**WORK REQUEST**
In the entries that follow, how many lines contain "petal"? Answer with the number only.
[[ DATA TO EXAMINE, beginning ]]
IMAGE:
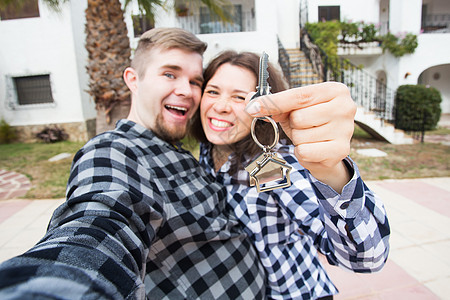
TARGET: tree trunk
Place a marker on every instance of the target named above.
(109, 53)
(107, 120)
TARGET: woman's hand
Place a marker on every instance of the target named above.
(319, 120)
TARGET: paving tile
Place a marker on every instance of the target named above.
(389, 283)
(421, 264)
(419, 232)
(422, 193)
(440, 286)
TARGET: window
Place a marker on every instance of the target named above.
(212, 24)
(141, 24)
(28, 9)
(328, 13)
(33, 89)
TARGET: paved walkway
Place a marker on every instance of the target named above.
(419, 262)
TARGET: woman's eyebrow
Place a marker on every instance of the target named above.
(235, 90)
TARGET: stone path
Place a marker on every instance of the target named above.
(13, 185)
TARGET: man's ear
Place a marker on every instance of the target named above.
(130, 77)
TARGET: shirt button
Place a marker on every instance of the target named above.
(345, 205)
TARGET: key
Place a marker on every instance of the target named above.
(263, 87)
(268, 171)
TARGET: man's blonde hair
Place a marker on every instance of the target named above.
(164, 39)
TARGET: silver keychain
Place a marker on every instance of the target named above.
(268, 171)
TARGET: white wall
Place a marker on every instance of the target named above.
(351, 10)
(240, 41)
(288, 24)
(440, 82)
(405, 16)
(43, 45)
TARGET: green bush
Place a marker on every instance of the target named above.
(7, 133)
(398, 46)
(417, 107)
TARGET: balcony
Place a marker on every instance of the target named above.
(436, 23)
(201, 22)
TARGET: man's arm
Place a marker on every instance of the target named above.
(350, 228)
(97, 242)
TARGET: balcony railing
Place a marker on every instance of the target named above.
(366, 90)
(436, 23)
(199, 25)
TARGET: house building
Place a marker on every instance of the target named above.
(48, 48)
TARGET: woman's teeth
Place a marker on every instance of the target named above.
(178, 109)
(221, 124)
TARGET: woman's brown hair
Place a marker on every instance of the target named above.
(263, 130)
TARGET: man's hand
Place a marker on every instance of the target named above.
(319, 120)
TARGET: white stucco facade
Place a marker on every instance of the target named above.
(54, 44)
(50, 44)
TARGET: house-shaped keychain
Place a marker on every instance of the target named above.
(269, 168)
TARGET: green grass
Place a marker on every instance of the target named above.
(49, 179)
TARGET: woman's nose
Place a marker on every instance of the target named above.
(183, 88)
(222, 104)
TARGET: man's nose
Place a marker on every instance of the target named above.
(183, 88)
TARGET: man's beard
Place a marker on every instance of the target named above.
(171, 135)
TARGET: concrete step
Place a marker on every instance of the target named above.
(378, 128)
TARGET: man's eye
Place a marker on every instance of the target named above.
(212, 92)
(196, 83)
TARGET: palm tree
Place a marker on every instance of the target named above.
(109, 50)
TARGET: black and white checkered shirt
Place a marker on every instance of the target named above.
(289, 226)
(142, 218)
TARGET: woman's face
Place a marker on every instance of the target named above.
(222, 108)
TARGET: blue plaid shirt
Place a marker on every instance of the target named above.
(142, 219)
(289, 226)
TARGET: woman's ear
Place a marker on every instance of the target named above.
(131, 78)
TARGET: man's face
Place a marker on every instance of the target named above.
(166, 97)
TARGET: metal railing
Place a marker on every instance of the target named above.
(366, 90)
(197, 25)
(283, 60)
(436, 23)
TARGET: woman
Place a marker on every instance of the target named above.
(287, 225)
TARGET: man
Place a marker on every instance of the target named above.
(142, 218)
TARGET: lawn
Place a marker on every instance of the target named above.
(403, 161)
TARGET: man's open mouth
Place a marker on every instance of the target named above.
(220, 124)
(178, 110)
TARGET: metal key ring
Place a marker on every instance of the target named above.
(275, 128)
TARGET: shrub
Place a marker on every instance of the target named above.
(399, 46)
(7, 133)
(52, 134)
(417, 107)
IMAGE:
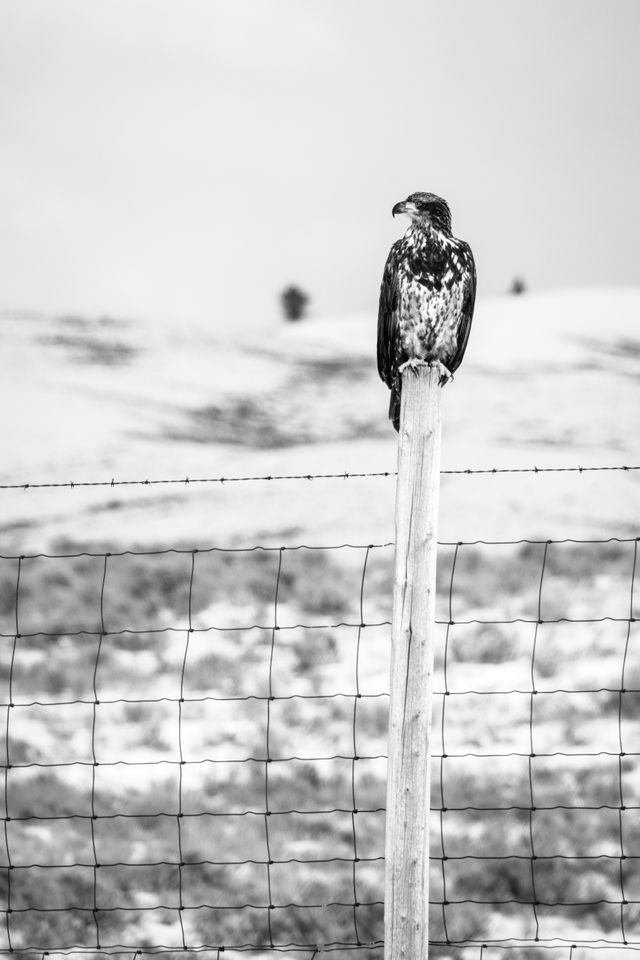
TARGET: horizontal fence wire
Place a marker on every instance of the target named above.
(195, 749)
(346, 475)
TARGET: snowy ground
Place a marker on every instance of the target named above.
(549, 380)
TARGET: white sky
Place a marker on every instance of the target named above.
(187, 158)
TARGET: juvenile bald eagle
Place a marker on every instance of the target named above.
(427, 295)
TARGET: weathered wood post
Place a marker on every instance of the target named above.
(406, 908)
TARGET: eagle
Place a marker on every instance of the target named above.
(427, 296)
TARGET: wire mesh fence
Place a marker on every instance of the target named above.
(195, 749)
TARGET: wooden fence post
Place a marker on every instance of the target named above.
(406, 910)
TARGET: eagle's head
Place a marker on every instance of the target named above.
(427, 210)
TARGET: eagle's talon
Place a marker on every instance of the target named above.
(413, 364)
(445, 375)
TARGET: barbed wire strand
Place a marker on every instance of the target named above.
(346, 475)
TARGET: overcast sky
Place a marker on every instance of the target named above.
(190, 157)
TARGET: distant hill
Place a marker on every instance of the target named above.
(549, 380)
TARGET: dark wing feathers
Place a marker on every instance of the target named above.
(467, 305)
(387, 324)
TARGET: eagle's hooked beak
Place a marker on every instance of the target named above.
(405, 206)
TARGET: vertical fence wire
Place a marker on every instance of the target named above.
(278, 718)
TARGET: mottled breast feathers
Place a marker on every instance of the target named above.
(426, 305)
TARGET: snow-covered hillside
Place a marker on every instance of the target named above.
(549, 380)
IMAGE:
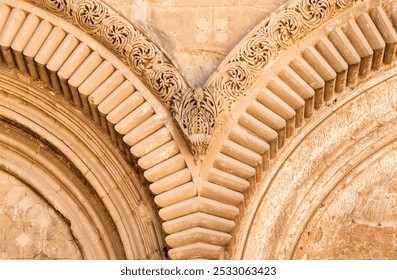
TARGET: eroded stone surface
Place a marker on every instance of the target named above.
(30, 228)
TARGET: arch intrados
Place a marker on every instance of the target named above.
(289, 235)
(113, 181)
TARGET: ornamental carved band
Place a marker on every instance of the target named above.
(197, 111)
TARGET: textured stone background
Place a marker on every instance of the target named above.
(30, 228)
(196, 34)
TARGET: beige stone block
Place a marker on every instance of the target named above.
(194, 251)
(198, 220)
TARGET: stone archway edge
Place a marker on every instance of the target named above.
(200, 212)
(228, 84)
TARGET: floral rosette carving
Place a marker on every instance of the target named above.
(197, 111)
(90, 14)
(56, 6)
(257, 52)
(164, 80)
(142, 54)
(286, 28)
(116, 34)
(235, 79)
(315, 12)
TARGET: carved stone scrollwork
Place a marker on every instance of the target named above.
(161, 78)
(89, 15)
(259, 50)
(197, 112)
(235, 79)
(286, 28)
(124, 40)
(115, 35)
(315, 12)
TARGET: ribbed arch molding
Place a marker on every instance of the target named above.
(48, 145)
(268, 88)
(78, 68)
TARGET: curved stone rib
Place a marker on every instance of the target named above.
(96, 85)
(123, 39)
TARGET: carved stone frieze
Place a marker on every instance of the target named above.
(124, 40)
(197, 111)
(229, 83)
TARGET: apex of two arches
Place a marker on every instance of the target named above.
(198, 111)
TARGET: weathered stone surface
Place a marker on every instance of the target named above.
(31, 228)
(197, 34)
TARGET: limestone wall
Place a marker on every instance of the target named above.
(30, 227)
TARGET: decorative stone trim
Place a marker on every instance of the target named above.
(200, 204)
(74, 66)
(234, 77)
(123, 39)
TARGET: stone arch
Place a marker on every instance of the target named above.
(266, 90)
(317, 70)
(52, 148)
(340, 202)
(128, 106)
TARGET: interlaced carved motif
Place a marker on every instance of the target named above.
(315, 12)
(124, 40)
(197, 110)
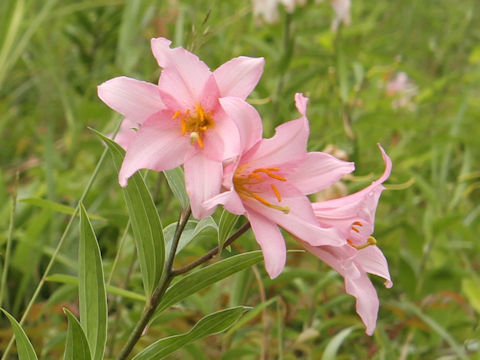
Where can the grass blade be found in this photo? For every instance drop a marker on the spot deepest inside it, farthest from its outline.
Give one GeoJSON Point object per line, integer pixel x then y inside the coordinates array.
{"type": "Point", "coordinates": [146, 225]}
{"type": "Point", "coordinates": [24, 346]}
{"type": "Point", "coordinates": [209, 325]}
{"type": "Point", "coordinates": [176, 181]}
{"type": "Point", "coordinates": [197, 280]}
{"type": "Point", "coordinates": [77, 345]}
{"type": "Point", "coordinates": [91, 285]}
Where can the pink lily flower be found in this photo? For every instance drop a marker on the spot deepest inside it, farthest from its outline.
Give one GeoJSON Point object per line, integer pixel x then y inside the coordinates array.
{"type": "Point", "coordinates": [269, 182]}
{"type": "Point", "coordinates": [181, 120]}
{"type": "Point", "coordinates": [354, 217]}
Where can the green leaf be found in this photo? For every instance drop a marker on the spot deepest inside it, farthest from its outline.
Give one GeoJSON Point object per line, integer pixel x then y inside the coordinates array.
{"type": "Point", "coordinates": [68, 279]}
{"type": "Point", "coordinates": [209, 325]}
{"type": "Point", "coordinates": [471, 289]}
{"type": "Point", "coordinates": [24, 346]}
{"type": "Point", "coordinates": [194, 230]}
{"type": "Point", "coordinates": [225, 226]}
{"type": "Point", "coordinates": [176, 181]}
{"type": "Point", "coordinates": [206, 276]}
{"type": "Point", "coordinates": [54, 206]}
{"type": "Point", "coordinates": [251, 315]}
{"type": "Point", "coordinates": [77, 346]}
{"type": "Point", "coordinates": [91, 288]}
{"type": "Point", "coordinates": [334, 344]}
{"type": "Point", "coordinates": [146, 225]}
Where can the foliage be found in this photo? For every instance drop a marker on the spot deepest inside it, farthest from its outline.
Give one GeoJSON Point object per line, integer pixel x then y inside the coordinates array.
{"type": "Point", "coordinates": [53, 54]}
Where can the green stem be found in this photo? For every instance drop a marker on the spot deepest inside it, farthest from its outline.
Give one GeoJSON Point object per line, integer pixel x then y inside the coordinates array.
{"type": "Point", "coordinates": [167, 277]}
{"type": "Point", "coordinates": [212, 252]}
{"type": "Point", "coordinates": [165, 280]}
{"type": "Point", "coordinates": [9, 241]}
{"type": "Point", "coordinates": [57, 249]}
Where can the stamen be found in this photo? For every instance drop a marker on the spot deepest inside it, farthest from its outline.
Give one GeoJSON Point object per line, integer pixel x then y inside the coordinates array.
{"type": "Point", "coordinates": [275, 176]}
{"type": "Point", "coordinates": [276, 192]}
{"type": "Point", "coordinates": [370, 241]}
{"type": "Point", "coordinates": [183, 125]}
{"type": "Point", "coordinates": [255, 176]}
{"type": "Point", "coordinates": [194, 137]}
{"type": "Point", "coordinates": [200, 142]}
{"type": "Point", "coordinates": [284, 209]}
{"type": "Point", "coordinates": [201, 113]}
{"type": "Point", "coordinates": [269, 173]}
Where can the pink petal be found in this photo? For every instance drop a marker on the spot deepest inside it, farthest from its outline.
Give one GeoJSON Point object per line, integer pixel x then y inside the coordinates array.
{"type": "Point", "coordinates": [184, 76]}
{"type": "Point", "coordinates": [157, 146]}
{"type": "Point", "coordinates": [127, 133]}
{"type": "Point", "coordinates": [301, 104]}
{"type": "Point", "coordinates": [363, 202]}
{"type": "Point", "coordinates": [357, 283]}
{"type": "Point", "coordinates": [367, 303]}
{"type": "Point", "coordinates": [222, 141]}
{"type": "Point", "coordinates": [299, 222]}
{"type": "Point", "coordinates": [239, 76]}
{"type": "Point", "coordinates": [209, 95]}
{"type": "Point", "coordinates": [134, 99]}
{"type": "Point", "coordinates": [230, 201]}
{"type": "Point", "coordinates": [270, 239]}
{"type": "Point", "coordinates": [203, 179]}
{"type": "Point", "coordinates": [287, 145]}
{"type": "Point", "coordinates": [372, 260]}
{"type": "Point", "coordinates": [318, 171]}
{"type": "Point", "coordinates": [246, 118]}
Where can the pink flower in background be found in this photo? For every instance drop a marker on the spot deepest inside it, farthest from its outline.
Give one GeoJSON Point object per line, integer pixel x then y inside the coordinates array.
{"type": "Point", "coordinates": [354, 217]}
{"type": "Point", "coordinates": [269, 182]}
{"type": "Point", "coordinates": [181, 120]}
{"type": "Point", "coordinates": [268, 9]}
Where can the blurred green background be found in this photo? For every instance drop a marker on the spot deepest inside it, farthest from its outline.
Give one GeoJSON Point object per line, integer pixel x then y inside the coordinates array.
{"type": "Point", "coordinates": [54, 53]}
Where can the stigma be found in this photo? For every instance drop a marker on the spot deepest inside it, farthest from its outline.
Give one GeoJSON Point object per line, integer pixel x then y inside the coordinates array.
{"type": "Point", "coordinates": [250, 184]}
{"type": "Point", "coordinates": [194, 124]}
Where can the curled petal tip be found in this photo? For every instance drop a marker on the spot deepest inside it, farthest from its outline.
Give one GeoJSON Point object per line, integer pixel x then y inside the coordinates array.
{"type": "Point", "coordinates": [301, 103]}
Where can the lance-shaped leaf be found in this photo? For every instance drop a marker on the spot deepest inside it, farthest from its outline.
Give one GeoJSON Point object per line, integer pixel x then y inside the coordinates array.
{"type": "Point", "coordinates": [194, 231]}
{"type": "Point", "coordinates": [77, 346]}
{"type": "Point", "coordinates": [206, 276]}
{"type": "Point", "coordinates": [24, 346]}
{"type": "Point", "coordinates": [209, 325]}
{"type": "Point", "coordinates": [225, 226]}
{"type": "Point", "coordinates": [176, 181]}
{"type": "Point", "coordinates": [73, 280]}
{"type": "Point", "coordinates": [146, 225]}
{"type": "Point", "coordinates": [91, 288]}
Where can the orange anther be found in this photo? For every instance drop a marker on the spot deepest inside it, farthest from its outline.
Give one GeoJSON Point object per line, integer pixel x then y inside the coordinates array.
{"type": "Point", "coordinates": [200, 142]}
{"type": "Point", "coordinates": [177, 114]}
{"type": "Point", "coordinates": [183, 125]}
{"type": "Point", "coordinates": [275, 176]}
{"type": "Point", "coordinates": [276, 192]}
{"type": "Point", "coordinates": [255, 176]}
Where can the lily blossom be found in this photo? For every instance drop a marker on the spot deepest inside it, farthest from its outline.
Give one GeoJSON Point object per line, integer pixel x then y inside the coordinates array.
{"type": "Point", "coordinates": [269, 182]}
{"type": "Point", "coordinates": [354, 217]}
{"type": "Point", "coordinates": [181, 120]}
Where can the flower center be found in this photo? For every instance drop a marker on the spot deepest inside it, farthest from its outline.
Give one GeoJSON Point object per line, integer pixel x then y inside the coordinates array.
[[ DATA TO EXAMINE, end ]]
**SOLVED PROBLEM**
2